▶ Stated exercise
Your task is to return the span of lines beginning at the one with "Could you point out every instance of the wooden pier" and ending at the last line of the data, exactly as it stands.

▶ Supplied information
--- --- ---
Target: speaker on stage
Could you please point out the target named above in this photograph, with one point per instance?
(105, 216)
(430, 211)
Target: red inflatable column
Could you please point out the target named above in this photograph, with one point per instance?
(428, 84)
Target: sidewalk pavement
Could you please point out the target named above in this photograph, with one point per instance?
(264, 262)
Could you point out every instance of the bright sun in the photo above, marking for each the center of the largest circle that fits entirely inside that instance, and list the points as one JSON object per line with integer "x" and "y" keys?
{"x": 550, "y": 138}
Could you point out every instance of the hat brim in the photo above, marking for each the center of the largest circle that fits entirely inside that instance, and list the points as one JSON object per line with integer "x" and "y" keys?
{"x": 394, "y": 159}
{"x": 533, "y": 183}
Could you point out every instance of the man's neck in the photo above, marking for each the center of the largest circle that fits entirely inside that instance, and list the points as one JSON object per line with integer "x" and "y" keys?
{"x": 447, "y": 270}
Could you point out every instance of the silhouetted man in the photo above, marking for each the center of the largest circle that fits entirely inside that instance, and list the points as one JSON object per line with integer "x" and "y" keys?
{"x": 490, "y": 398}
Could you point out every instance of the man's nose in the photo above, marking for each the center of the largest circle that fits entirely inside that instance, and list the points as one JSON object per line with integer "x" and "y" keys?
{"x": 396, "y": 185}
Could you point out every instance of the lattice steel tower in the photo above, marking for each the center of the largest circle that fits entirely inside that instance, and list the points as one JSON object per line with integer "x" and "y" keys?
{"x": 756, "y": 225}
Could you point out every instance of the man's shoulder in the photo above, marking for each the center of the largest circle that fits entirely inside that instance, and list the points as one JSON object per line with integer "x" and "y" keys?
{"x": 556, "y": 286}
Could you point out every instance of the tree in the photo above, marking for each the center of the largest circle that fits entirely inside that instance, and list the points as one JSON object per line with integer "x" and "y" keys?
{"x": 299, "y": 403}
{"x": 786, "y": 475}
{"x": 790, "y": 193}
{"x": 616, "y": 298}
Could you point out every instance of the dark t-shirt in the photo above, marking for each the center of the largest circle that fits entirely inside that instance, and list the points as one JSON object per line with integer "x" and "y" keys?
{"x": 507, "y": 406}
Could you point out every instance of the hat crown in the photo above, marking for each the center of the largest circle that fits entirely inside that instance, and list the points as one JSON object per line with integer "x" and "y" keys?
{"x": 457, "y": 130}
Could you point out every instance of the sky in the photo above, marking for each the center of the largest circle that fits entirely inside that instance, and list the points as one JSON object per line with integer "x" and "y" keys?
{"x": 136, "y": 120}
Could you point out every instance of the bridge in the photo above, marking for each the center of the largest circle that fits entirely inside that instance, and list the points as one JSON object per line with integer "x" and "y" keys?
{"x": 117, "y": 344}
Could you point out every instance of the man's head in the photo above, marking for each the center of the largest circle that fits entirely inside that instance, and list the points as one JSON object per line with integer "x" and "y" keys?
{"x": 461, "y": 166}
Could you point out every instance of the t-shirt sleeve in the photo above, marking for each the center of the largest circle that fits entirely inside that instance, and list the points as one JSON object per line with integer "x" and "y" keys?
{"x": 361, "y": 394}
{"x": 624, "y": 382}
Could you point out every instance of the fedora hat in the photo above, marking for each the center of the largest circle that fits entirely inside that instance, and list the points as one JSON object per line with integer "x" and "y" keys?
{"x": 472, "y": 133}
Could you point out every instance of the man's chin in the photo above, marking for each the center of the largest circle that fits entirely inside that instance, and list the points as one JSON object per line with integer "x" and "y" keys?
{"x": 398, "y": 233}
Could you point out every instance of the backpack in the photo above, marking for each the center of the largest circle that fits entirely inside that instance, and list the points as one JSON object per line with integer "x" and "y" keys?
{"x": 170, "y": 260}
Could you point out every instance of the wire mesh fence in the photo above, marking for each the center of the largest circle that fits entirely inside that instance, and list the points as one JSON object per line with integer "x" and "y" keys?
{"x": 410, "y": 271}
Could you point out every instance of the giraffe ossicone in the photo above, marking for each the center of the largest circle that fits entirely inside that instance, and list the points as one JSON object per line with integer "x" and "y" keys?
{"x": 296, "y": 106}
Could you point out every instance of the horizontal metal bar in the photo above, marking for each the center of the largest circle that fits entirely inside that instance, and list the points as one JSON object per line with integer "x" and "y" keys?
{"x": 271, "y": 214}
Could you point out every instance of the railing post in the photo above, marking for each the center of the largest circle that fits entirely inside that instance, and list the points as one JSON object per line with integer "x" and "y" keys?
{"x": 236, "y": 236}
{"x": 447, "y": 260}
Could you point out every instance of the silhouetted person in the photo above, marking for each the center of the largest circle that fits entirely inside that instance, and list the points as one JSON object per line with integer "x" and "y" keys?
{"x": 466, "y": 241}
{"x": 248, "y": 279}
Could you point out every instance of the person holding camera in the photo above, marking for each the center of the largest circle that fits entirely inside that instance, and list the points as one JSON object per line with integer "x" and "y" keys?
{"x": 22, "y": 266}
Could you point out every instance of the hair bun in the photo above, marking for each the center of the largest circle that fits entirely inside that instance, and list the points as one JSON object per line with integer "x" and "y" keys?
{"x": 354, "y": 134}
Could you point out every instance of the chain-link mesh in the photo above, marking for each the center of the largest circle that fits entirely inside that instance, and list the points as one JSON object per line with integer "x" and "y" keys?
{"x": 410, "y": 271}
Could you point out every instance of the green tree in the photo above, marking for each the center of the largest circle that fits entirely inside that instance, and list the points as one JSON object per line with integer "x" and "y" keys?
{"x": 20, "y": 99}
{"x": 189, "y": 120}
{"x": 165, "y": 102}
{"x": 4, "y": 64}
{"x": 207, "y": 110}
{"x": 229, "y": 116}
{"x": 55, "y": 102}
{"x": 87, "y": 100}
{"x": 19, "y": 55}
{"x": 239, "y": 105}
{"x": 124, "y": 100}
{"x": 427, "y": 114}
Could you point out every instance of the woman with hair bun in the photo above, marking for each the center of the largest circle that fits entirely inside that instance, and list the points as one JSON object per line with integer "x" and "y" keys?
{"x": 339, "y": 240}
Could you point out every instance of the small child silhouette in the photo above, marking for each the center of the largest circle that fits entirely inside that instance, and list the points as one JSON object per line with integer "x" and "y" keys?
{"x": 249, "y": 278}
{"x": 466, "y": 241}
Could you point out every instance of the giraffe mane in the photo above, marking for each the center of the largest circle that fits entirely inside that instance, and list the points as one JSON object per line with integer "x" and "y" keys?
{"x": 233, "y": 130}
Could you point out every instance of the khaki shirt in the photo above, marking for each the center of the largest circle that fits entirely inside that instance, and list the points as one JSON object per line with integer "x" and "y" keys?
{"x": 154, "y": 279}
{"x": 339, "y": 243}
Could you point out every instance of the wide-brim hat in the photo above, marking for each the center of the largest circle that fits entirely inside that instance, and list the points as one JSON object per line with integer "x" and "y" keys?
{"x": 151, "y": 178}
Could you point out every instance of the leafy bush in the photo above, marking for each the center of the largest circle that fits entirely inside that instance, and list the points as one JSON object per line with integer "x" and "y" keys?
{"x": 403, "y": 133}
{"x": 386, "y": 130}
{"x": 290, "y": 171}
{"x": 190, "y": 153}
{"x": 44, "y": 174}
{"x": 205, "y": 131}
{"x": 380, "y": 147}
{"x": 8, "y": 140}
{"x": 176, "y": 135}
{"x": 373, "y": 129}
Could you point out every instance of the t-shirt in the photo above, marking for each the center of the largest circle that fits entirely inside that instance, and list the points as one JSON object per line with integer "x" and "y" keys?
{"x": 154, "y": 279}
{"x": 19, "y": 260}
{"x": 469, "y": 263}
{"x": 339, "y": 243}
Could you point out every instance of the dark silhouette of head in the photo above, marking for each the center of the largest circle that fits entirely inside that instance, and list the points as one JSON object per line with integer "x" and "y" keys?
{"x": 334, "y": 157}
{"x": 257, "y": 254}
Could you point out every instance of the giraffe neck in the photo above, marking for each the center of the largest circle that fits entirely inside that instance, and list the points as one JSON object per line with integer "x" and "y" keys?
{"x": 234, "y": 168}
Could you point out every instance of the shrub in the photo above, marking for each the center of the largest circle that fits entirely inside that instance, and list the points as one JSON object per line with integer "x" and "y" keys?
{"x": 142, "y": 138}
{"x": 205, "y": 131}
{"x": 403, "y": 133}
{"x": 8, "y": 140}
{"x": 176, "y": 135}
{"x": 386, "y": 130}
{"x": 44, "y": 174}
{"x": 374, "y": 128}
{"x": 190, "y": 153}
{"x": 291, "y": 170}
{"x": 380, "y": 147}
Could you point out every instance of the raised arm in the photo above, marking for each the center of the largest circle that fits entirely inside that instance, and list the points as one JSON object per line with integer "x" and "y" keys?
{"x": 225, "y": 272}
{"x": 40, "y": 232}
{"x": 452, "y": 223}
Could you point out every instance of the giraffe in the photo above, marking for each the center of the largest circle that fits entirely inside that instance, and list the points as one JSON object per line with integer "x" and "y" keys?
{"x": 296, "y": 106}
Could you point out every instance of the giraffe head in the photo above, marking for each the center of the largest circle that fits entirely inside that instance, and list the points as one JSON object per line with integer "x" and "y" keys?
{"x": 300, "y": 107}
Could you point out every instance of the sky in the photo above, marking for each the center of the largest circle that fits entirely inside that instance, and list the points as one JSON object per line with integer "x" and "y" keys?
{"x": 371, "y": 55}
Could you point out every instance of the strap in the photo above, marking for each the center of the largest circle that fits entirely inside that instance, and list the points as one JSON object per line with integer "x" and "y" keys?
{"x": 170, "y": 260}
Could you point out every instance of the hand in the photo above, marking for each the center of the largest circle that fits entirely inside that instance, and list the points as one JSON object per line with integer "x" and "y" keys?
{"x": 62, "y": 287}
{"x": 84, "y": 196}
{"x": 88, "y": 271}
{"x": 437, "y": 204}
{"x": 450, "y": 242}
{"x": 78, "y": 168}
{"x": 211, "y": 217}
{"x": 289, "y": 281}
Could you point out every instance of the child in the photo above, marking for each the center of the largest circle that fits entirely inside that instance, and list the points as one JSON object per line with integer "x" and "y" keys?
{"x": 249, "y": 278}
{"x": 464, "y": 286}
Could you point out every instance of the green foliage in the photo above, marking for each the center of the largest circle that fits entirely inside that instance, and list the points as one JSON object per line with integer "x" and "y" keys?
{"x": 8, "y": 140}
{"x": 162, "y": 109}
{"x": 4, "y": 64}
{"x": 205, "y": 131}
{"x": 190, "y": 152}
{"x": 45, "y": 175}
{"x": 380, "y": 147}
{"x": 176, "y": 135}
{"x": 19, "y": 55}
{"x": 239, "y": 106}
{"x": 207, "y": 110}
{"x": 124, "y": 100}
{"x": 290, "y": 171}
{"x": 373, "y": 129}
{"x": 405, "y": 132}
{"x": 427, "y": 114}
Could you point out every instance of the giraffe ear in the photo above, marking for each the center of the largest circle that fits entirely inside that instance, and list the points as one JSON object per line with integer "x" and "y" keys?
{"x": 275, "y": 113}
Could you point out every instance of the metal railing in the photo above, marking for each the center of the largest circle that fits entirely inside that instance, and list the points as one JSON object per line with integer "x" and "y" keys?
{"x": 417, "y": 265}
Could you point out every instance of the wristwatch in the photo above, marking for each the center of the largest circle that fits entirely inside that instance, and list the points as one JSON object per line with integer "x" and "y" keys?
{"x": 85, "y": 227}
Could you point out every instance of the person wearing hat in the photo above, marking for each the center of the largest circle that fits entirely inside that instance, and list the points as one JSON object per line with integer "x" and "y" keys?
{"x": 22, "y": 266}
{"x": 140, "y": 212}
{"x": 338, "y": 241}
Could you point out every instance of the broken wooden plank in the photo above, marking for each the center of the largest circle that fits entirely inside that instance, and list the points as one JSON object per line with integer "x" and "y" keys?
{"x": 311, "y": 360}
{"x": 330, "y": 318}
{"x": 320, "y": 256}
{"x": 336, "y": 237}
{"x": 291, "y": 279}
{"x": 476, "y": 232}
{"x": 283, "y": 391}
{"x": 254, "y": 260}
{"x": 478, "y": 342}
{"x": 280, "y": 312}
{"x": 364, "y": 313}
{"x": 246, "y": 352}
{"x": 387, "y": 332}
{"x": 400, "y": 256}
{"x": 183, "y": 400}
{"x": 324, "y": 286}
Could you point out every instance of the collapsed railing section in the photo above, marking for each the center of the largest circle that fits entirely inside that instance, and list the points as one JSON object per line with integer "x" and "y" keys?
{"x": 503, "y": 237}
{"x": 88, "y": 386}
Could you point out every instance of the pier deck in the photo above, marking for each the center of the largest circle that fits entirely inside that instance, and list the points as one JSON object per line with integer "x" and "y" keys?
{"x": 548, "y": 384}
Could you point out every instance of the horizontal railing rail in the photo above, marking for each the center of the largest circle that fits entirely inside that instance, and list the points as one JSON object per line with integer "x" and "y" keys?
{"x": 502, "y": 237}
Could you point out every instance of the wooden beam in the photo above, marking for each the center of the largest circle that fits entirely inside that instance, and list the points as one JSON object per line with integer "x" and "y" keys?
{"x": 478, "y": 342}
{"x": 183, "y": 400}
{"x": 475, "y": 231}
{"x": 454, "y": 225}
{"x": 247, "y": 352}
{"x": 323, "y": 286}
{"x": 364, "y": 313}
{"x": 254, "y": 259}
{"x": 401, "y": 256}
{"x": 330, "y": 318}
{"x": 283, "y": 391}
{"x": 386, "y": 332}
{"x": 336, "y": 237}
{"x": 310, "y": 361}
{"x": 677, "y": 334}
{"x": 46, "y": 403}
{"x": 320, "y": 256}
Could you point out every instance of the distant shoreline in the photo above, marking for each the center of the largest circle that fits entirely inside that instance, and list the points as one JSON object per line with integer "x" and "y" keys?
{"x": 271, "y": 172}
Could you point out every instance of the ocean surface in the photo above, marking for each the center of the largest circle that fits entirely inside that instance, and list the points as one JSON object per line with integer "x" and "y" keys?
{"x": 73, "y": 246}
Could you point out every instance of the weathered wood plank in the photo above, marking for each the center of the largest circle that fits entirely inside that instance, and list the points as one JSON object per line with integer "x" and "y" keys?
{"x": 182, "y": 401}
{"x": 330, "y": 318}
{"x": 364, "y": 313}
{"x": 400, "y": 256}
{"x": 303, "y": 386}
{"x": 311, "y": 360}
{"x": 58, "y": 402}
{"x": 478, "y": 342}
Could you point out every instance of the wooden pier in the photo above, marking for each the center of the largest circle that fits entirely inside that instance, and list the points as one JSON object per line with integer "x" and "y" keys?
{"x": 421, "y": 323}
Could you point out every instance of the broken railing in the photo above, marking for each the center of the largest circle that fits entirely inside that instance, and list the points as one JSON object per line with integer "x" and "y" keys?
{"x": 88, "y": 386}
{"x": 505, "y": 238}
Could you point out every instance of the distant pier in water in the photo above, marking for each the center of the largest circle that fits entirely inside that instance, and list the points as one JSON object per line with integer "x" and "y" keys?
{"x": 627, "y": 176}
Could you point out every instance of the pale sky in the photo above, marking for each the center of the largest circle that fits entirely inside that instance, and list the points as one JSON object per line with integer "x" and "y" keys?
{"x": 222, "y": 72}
--- --- ---
▶ Exercise answer
Could you point out every instance of the wooden pier in the photo above, marking for each the center of the largest circle that fits entirely inside that instance, and list the points as one JSON object per line with integer "x" and "y" keys?
{"x": 421, "y": 323}
Could you point out every instance of the broken railing in the photo above, marking for each the center of the largest circle that fits entirely inside that instance, and list the points as one JSON object per line with integer "x" and "y" keys?
{"x": 88, "y": 386}
{"x": 505, "y": 238}
Could you point out every instance of the distant pier in water in the photo above, marking for each the center of the largest circle that fits entirely inside that instance, and list the points as one JSON object per line with integer "x" and "y" keys?
{"x": 627, "y": 176}
Could you point out every instance of the pale sky in the photo above, marking for each the center of the largest circle that fits entirely inside that instance, and list the points as one JSON object per line with integer "x" and "y" keys?
{"x": 222, "y": 72}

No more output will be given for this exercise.